** Supplied entries **
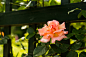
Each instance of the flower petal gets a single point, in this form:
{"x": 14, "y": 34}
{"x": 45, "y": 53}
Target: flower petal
{"x": 62, "y": 26}
{"x": 58, "y": 38}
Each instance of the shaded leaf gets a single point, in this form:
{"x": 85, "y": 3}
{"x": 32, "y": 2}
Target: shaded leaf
{"x": 56, "y": 56}
{"x": 84, "y": 13}
{"x": 80, "y": 14}
{"x": 29, "y": 56}
{"x": 30, "y": 35}
{"x": 51, "y": 52}
{"x": 3, "y": 41}
{"x": 79, "y": 36}
{"x": 82, "y": 54}
{"x": 40, "y": 50}
{"x": 72, "y": 54}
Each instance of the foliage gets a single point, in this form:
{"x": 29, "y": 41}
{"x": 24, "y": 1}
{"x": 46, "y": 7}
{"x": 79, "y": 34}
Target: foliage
{"x": 56, "y": 49}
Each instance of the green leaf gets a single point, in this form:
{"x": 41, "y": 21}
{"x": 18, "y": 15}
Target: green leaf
{"x": 55, "y": 48}
{"x": 23, "y": 46}
{"x": 28, "y": 56}
{"x": 84, "y": 13}
{"x": 80, "y": 14}
{"x": 40, "y": 50}
{"x": 76, "y": 46}
{"x": 56, "y": 56}
{"x": 74, "y": 31}
{"x": 31, "y": 33}
{"x": 23, "y": 55}
{"x": 21, "y": 8}
{"x": 82, "y": 54}
{"x": 72, "y": 54}
{"x": 80, "y": 36}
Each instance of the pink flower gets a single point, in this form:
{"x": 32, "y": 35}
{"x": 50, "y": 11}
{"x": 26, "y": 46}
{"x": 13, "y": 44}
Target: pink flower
{"x": 53, "y": 30}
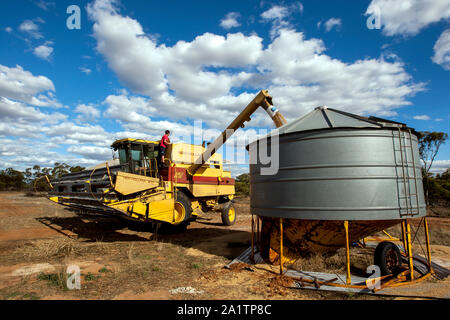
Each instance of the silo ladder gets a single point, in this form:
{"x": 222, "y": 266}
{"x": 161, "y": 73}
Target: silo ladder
{"x": 410, "y": 210}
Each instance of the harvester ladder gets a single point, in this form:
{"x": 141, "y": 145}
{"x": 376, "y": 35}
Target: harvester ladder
{"x": 406, "y": 178}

** Problem description **
Every line above should be repeated exactly; pictures stay out of the copy.

** The output **
Each instance of the flower petal gets a single point, in this form:
{"x": 14, "y": 34}
{"x": 45, "y": 53}
Target: flower petal
{"x": 62, "y": 26}
{"x": 58, "y": 38}
Each instance of the shaded leaf gets a single point, in this form:
{"x": 85, "y": 3}
{"x": 32, "y": 2}
Target: shaded leaf
{"x": 56, "y": 56}
{"x": 84, "y": 13}
{"x": 80, "y": 14}
{"x": 29, "y": 56}
{"x": 30, "y": 35}
{"x": 51, "y": 52}
{"x": 3, "y": 41}
{"x": 79, "y": 36}
{"x": 82, "y": 54}
{"x": 40, "y": 50}
{"x": 72, "y": 54}
Each instance of the foliage gets a single point, in this form:
{"x": 29, "y": 41}
{"x": 24, "y": 1}
{"x": 46, "y": 7}
{"x": 79, "y": 34}
Target: foliage
{"x": 56, "y": 49}
Each instance of the green leaf gets a single point, in this form:
{"x": 41, "y": 21}
{"x": 18, "y": 15}
Target: green leaf
{"x": 55, "y": 48}
{"x": 23, "y": 46}
{"x": 28, "y": 56}
{"x": 84, "y": 13}
{"x": 80, "y": 14}
{"x": 40, "y": 50}
{"x": 76, "y": 46}
{"x": 56, "y": 56}
{"x": 74, "y": 31}
{"x": 31, "y": 33}
{"x": 23, "y": 55}
{"x": 21, "y": 8}
{"x": 82, "y": 54}
{"x": 72, "y": 54}
{"x": 80, "y": 36}
Each instance of the pink flower gets a single point, in this form:
{"x": 32, "y": 35}
{"x": 50, "y": 11}
{"x": 26, "y": 46}
{"x": 13, "y": 44}
Target: pink flower
{"x": 53, "y": 30}
Each instance of the silo ladder gets a single point, in this form:
{"x": 222, "y": 266}
{"x": 161, "y": 73}
Target: silo ladder
{"x": 410, "y": 210}
Each instance of the harvester ladder gets a single point, in this form:
{"x": 141, "y": 145}
{"x": 376, "y": 35}
Target: harvester ladder
{"x": 406, "y": 178}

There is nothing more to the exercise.